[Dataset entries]
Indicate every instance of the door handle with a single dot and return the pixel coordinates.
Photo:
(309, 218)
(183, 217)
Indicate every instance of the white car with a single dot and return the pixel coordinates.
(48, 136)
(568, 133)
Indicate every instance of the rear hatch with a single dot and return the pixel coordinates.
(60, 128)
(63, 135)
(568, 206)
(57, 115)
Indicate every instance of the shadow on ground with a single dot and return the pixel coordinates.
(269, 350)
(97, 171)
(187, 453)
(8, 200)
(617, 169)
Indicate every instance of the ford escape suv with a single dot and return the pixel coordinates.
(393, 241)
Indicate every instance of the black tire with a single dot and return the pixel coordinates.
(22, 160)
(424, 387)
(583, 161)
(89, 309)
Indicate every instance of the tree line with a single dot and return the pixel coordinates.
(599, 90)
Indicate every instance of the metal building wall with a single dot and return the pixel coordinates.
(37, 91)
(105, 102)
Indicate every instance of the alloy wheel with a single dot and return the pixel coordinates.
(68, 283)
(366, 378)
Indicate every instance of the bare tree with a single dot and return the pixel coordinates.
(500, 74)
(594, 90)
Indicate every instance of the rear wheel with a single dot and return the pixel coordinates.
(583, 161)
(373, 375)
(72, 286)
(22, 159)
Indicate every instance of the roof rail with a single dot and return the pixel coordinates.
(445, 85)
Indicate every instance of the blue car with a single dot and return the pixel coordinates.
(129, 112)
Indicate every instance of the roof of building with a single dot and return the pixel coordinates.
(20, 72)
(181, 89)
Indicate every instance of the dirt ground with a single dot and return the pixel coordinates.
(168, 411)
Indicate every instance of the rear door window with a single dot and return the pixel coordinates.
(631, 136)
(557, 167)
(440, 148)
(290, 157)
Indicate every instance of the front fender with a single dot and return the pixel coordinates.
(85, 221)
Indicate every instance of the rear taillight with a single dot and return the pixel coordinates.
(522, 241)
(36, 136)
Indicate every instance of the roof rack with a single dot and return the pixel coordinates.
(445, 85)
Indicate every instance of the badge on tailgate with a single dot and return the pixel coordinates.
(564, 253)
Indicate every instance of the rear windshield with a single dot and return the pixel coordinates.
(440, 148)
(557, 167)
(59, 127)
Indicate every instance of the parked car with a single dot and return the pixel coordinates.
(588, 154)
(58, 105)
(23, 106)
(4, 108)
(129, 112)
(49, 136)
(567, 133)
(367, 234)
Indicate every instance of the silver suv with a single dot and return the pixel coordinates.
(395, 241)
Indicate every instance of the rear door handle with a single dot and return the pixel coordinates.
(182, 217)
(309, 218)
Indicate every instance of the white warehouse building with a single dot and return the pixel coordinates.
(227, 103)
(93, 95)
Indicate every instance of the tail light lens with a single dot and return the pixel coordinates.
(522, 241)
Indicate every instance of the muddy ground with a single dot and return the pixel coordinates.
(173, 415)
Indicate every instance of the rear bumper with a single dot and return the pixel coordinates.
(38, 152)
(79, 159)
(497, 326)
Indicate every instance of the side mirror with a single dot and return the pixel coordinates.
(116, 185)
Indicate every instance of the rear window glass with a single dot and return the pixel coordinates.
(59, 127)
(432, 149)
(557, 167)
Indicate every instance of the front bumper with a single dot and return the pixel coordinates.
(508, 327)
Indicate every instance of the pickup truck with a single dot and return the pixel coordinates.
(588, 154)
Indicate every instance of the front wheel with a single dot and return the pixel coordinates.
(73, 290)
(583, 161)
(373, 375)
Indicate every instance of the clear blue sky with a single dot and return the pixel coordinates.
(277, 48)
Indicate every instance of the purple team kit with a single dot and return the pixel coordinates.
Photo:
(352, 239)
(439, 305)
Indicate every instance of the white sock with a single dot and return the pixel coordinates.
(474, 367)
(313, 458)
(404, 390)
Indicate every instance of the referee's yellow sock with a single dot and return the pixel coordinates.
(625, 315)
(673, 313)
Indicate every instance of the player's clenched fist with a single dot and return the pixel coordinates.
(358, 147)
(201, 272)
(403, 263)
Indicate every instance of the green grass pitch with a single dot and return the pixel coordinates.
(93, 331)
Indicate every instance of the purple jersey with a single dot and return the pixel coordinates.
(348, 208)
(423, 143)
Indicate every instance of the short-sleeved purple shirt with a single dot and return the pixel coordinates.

YOUR TASK:
Look above for the line containing "Indicate every instance of the clear"; copy from it through the last line, exactly, and nothing more.

TASK SOLUTION:
Indicate every instance of the clear blue sky with a single dot and return the pixel coordinates.
(277, 48)
Indicate every instance of the purple team kit with a single dot and return the pixel coordinates.
Photo:
(352, 239)
(439, 305)
Indicate every instance of the white sock with a single dot and return the pixel coordinates.
(474, 367)
(313, 458)
(404, 390)
Indicate every instance of the referee's yellow sock with a single dot and return the pixel coordinates.
(625, 315)
(673, 313)
Indicate every instance of the player's clenched fist with a single dot and return the pixel coordinates.
(358, 147)
(201, 272)
(403, 263)
Indicate every instance of the green grass pitch with a single dot and return the pixel coordinates.
(93, 331)
Indicate every instance of the purple jersey with a single dot and return the pixel coordinates.
(348, 208)
(423, 143)
Indicate every instance of the short-sleeved purple shirt with a single dot and return the pixel coordinates.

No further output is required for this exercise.